Task to carry out> Go to the line containing "Target: long thin leg" below; retype it and all following lines exactly, and leave out the pictures.

Referring expression data
Segment Open
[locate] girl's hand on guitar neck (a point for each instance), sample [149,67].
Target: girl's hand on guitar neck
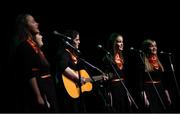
[83,80]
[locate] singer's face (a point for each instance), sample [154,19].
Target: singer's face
[153,48]
[119,43]
[76,41]
[32,24]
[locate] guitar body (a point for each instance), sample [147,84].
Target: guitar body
[73,88]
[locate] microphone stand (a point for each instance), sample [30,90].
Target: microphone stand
[111,62]
[173,72]
[149,75]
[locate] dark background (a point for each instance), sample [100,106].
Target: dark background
[95,21]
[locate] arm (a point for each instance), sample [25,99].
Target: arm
[72,75]
[34,85]
[168,96]
[145,99]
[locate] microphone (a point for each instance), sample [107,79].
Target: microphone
[77,50]
[62,35]
[136,50]
[101,47]
[166,53]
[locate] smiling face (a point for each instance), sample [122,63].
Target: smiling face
[119,43]
[32,24]
[153,48]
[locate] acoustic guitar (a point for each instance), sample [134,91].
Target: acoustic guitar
[73,88]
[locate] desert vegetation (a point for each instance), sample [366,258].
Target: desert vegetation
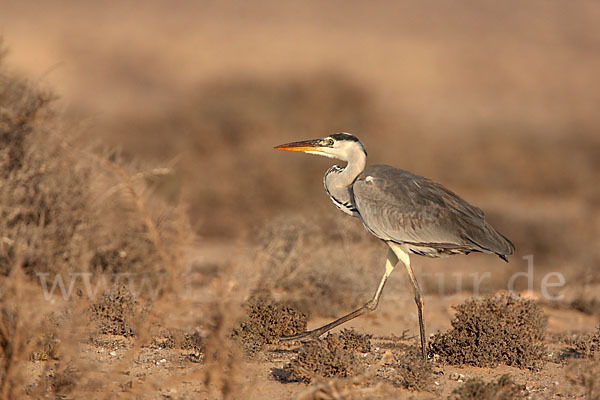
[153,245]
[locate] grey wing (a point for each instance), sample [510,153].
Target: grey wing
[399,206]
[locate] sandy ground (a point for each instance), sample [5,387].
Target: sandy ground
[157,372]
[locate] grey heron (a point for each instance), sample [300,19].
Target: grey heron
[410,213]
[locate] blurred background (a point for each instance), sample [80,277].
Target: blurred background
[496,100]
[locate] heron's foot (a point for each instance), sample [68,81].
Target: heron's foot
[304,336]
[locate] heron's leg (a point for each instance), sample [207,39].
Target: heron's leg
[402,254]
[369,306]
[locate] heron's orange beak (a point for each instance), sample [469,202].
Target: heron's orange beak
[306,145]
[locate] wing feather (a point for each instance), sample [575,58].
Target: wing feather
[403,207]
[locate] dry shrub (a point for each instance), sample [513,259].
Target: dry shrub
[118,312]
[502,388]
[319,273]
[585,374]
[500,328]
[266,322]
[589,345]
[66,210]
[406,368]
[335,356]
[69,214]
[222,131]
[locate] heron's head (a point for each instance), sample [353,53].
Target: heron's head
[342,146]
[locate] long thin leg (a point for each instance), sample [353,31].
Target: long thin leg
[402,254]
[371,305]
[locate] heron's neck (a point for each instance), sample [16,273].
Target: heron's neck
[356,165]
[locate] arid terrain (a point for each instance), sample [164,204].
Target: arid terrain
[154,245]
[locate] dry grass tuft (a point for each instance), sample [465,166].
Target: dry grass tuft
[497,329]
[589,345]
[118,312]
[266,321]
[502,388]
[335,356]
[585,374]
[319,271]
[405,368]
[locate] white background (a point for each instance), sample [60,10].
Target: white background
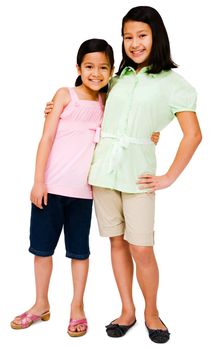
[39,42]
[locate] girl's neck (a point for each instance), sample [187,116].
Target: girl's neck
[86,93]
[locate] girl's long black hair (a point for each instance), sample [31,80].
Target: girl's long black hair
[94,45]
[160,58]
Segment Closed
Exercise answer>
Target: long thin leg
[402,254]
[371,305]
[locate] heron's neck (a point for each instance), sample [16,273].
Target: heron's neck
[356,165]
[locate] arid terrain (a point for each instance), sample [164,204].
Target: arid terrain
[154,245]
[locate] dry grass tuft (a point for each instance), sample [465,166].
Target: dry grass tuft
[497,329]
[589,345]
[118,312]
[266,321]
[502,388]
[335,356]
[585,374]
[319,271]
[405,368]
[locate] white background (a point for each instance), sample [60,10].
Target: white background
[39,42]
[locate] girl's neck (a point for each instance), sample [187,116].
Target: girl's neck
[86,93]
[locate] girl's long black hair (a point for each instance), sample [31,80].
Target: girl's long black hair
[94,45]
[160,58]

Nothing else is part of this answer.